Request
Can you restate the lines from the one containing "Batch job #47 — class: blue shorts." through the final line, swapping "blue shorts" for "navy shorts" and keeping everything else the same?

Records to process
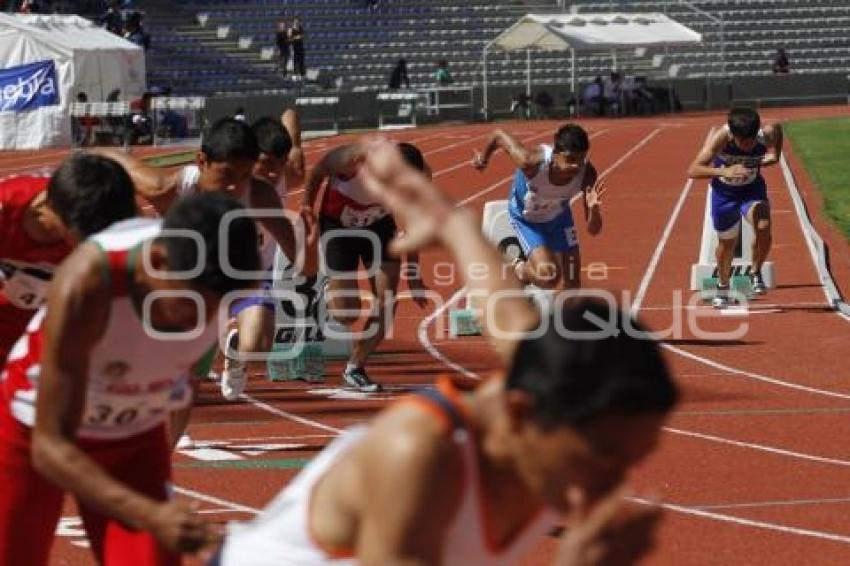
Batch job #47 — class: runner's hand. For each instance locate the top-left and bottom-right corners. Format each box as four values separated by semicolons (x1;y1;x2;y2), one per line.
555;488;661;566
300;206;319;246
360;138;454;254
407;277;430;309
584;179;607;208
149;501;221;554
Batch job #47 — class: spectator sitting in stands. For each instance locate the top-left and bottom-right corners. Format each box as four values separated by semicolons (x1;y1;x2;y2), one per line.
511;92;531;120
602;71;623;116
434;59;455;86
71;92;100;146
289;16;307;81
124;12;151;51
581;77;604;116
389;59;410;90
773;47;791;75
274;20;290;77
533;90;555;120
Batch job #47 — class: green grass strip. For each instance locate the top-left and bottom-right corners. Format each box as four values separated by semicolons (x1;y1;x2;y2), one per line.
785;118;850;241
173;458;310;470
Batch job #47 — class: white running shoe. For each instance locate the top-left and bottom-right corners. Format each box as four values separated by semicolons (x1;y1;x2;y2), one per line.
176;433;195;450
220;358;247;401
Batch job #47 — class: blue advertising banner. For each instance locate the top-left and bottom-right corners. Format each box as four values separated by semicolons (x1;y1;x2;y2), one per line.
0;61;59;112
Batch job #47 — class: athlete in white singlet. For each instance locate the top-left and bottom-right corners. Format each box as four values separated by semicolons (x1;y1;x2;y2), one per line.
473;124;604;289
211;142;677;566
0;194;259;566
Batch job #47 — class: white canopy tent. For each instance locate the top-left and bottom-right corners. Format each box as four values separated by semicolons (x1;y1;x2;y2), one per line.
482;13;702;118
0;14;145;149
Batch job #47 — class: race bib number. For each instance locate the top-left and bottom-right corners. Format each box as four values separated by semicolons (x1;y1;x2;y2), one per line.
339;206;388;228
720;168;759;187
2;269;50;310
523;191;564;222
564;226;578;248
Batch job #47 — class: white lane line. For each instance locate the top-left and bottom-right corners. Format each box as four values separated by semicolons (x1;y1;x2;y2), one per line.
664;426;850;467
173;485;260;515
240;393;342;434
689;497;850;509
629;497;850;544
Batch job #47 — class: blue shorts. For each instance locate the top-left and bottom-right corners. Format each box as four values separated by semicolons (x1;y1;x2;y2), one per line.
230;279;275;318
508;209;578;257
711;179;770;232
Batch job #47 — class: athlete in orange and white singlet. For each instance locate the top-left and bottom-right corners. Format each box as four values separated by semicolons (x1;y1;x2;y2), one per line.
211;142;676;566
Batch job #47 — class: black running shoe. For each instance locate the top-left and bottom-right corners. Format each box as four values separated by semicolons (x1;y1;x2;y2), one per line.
342;368;381;393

Exercise answer
Batch job #47 — class: navy shorts. For each instance locate the top-left and bottom-right corners. Format each box as four values separated by semicolons (x1;y1;x2;y2), one per line.
230;279;275;318
508;209;578;257
711;179;770;232
Batch job #47 — class: athlete in orange and white singlet. For each instance locate the top-left and bottom-right corners. Format each box as four values separated by semicolons (x1;y1;x2;y2), one per line.
211;142;676;566
Batch job #47 — class: black running shoe. For each instance locate the top-left and bottom-right corners. Format each box as four values separated by semicolons (x1;y1;x2;y2), one per line.
342;368;381;393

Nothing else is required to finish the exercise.